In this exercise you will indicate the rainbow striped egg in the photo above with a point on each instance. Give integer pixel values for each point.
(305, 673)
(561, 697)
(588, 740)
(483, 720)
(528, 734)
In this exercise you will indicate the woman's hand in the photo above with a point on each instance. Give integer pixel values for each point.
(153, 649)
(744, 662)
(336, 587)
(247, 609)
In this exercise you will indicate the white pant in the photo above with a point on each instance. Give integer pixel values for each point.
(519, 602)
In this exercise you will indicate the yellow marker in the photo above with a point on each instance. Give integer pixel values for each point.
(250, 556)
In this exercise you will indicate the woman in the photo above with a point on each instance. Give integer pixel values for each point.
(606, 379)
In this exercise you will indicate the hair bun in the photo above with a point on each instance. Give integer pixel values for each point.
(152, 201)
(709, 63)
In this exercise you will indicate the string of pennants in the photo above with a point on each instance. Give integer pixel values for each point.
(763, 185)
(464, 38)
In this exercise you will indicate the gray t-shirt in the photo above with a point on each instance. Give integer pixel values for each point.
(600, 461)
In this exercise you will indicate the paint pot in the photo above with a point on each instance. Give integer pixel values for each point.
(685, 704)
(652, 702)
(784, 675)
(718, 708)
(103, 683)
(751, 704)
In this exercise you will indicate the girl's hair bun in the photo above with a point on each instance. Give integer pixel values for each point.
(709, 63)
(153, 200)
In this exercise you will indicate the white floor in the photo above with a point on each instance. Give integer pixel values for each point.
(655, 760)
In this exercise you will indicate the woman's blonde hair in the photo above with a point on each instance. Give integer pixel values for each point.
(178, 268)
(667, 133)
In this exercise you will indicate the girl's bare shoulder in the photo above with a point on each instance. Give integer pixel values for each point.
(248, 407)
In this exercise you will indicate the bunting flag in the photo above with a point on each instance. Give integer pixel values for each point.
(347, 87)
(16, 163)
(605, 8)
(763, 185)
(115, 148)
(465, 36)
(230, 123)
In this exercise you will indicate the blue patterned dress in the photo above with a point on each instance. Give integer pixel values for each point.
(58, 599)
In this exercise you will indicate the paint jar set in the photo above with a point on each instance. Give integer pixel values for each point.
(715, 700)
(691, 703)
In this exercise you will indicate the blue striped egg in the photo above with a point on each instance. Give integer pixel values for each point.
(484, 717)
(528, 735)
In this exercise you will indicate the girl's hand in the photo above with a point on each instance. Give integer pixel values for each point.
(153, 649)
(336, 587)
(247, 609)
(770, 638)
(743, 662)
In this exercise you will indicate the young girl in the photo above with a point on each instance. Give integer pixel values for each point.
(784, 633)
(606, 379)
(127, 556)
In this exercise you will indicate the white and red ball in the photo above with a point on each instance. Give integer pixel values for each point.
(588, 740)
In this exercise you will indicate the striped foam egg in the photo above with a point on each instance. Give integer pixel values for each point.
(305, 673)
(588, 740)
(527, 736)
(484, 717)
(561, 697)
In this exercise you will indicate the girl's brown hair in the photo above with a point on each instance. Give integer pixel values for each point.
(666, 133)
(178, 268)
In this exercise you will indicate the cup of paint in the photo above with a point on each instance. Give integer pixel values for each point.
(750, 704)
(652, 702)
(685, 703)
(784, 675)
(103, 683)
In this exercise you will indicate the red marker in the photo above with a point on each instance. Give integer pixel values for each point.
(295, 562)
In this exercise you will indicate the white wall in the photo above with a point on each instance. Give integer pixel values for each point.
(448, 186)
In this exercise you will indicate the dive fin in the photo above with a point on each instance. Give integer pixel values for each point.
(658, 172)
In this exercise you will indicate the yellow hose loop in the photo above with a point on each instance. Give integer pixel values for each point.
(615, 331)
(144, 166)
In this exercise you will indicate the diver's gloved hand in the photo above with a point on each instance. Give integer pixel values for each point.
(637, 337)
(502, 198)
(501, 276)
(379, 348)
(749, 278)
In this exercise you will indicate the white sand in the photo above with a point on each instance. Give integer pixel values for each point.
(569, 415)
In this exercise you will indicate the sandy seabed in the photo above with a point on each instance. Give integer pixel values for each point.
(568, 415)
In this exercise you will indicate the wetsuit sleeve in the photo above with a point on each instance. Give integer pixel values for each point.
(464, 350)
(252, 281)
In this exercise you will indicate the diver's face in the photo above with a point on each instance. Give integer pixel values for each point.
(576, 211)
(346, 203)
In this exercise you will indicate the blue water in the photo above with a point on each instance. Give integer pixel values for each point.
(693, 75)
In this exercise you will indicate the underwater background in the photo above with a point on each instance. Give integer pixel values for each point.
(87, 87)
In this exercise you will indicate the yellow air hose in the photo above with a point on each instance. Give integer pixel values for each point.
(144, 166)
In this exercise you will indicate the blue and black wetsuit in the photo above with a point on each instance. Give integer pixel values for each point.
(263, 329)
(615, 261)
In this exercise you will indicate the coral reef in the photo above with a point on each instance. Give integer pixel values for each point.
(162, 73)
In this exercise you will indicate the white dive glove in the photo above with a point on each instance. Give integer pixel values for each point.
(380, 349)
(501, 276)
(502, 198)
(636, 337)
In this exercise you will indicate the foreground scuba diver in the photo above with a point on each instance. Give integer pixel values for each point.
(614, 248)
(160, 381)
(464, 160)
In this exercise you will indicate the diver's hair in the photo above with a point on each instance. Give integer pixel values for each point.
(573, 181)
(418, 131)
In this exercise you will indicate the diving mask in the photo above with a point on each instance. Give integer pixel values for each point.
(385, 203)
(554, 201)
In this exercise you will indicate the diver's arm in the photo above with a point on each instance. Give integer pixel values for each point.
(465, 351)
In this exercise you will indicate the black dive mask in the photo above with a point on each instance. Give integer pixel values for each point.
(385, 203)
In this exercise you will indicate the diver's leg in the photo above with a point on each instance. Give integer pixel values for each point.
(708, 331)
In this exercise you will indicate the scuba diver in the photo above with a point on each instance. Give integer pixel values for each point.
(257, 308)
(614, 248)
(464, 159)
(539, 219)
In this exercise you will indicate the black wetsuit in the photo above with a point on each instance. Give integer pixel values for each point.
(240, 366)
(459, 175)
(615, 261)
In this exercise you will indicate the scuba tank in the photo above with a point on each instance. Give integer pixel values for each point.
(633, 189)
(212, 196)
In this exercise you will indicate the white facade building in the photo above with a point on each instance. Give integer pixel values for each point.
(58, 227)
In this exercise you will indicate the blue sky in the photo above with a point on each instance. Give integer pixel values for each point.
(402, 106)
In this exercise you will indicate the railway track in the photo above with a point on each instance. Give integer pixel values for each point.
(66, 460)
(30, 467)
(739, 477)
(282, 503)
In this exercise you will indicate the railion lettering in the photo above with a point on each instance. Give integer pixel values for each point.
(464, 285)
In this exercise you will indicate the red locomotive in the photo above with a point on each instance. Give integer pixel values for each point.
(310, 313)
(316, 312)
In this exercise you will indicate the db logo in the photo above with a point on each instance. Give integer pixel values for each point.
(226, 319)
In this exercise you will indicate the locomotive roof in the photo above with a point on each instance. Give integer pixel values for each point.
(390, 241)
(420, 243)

----

- [THE REQUEST]: Copy every row above word for word, leaving nothing out.

- [RESPONSE FOR THIS EXERCISE]:
In this exercise you will indicate the rainbow striped egg in the photo above with a point on each instance. Give integer pixel values for each point.
(305, 673)
(561, 697)
(588, 740)
(483, 720)
(528, 734)
In this exercise you will indicate the woman's hand in the photo above with a point on each instance. Give integer pixel values for each point.
(153, 649)
(744, 662)
(336, 587)
(247, 609)
In this exercise you will indicate the white pant in the photo above with a point on each instance. Give integer pixel values for each point.
(519, 602)
In this exercise you will indicate the yellow marker in the photo above with a point on each instance. Give integer pixel values for each point.
(250, 556)
In this exercise you will indicate the woman in the photo above with a point on each instance. Give integer pixel values for each point.
(606, 379)
In this exercise you will indicate the hair bun in the photo above with a point on each instance. Give integer pixel values for each point.
(152, 201)
(709, 63)
In this exercise you will indicate the string of pennants in the photo above with a point on each instance. Give integer pixel values for each point.
(763, 185)
(464, 38)
In this exercise you will indicate the gray t-shirt in the photo above with a point on each instance. Give integer pixel values for each point.
(600, 461)
In this exercise you will indicate the paint pot in the photo above with a point on each instance. Give integer pixel values for each point.
(685, 704)
(652, 702)
(784, 675)
(718, 708)
(103, 683)
(751, 704)
In this exercise you will indicate the girl's hair bun in the photo above with a point on each instance. Give integer pixel values for each point.
(709, 63)
(153, 200)
In this exercise you will indicate the white floor in the photo above with a point on each instance. Give integer pixel values for each point.
(655, 760)
In this exercise you will indicate the woman's blonde hair in the photo above with a point on each instance. Give integer pixel values for each point.
(178, 268)
(667, 133)
In this exercise you will indicate the girl's bare shoulder in the photo above with a point on each instance. Give integer pixel values for each point.
(248, 407)
In this exercise you will indicate the bunting flag in the photo above with a point on each instance. Give integer pixel values for each point.
(347, 87)
(16, 163)
(605, 8)
(763, 185)
(115, 148)
(465, 36)
(230, 123)
In this exercise you will indicate the blue patterned dress in the photo above with a point on each instance. Give integer pixel values for each point.
(58, 599)
In this exercise you will indicate the paint jar set in the photo above with a point on each instance. Give integer pixel values for each point.
(715, 700)
(691, 703)
In this exercise you will indicate the blue striped egg in the photo above with a point on each instance. Give integer pixel values for each point.
(484, 717)
(528, 735)
In this exercise you will indicate the girl's hand in the photo above with a point on each instance. Give integer pixel values for each point.
(153, 649)
(336, 587)
(247, 609)
(770, 638)
(743, 662)
In this exercise you will indicate the young girl in the photo above with a point on each instance. Give integer pixel values for each point.
(784, 633)
(606, 379)
(127, 556)
In this exercise you will indicate the white and red ball in the photo above with a point on each instance. Give integer pixel values for each point.
(588, 740)
In this exercise you will indicate the striped foam egg in the photo above with a point on each instance. Give integer pixel values for each point.
(305, 673)
(588, 740)
(527, 736)
(484, 717)
(561, 697)
In this exercise you will indicate the girl's brown hair in the photo above with a point on each instance. Give integer pixel values for each point.
(666, 133)
(178, 268)
In this exercise you will indicate the cup of paint in the photo above with a point on each instance. Give integer pixel values for each point.
(750, 704)
(652, 702)
(685, 703)
(784, 675)
(103, 683)
In this exercise you will indicate the red marker in the photo above with a point on each instance. Give integer pixel values for each point.
(295, 562)
In this exercise you will indicate the white wall in the photo above with a point on each instance. Give integer pixel values for each point.
(448, 186)
In this exercise you will indicate the dive fin in the photo above with a point on each instance. Give integer pixel values for each point.
(658, 172)
In this exercise you will indicate the yellow hose loop in the photo above with a point on each instance. Give integer pixel values for each point.
(615, 331)
(144, 166)
In this exercise you will indicate the diver's gloved hand in the photo above with a point on each instance. Give integer pixel values for each point.
(637, 337)
(502, 198)
(501, 276)
(379, 348)
(749, 278)
In this exercise you will indicate the white sand in the photo above with a point on each instance. Give integer pixel values for each point.
(569, 415)
In this exercise you will indicate the sandy seabed in the photo above with a point on each instance. Give integer pixel values for each point.
(568, 415)
In this exercise you will indicate the wetsuit sleeve in the photo above with a point on each instance. Give integer pixel values for each point.
(464, 350)
(252, 281)
In this exercise you will indicate the diver's face in the photo above with a point on each instance. Give integer pixel values for each point.
(576, 211)
(346, 203)
In this exercise you will indicate the blue water in the photo above with a point on each instance. Give integer pixel values for each point.
(693, 75)
In this exercise you will indicate the underwater background in the photo above with a point on each instance. Give integer pixel values for each point.
(87, 87)
In this exercise you will indicate the yellow air hose in the photo above with a point on each instance. Give integer pixel values for each point.
(144, 166)
In this exercise you will indicate the blue and black wetsuit in the photo above with a point on each instance. Give integer pixel values for each point.
(263, 329)
(615, 261)
In this exercise you will indicate the coral reef in the photo above with a point on each instance. Give integer pixel values for each point.
(162, 73)
In this exercise you will indicate the white dive glove in the photo above with a point on each instance. Give integer pixel values for each point.
(380, 349)
(501, 276)
(502, 198)
(636, 337)
In this exercise you will indicate the foreground scuba diver in the photo above with a point on each instance. Give integer pixel values for each point.
(614, 248)
(160, 381)
(464, 160)
In this exercise you will indicate the diver's hair in the photo above with a point on each instance. Give integer pixel values for each point.
(573, 181)
(418, 131)
In this exercise you will indicate the diving mask in the photo above with a point on each instance. Give integer pixel values for each point.
(385, 203)
(554, 201)
In this exercise you will indicate the diver's arm in the photo above with a point on each instance. Give integer pixel values for each point.
(465, 351)
In this exercise you will indicate the black dive mask in the photo above with a point on each instance. Give integer pixel values for each point.
(385, 203)
In this exercise you will indicate the diver's leg in the photo above with a point on each instance. Give integer pixel values for each point.
(708, 331)
In this exercise you will indicate the scuba diver in the photo above with a point on each instance. Give integer pixel values for each point.
(257, 308)
(614, 248)
(464, 159)
(539, 219)
In this exercise you will indicate the black wetsuit in the photo above with a point on each instance. Give integer pixel values for each point.
(240, 366)
(459, 175)
(615, 261)
In this exercise you will indicate the scuba tank in the photo above with a point on each instance. Give integer pixel values for each point.
(633, 189)
(212, 196)
In this exercise you will indicate the white facade building in the photo above with a point on each instance. Give integer pixel values for each point.
(58, 227)
In this exercise you will indicate the blue sky in the photo above with a point on each instance. Give integer pixel values for each point.
(402, 106)
In this exercise you will indicate the railway track in the photo above with a point on each instance. Give integer pixel values for each point.
(66, 460)
(30, 467)
(739, 477)
(282, 503)
In this exercise you will indicate the railion lettering in the photo above with a point on each instance. Give integer pixel values for each point.
(464, 285)
In this exercise you will indicate the red locomotive in the photo above with a point on each instance. Give integer pixel values for each point.
(310, 313)
(316, 312)
In this exercise you will indicate the db logo in the photo above with a point on each instance. Give integer pixel values for each point.
(226, 319)
In this exercise you will indicate the locomotive roof in the photo above with a point on each instance. Give integer pixel values for each point.
(390, 241)
(420, 243)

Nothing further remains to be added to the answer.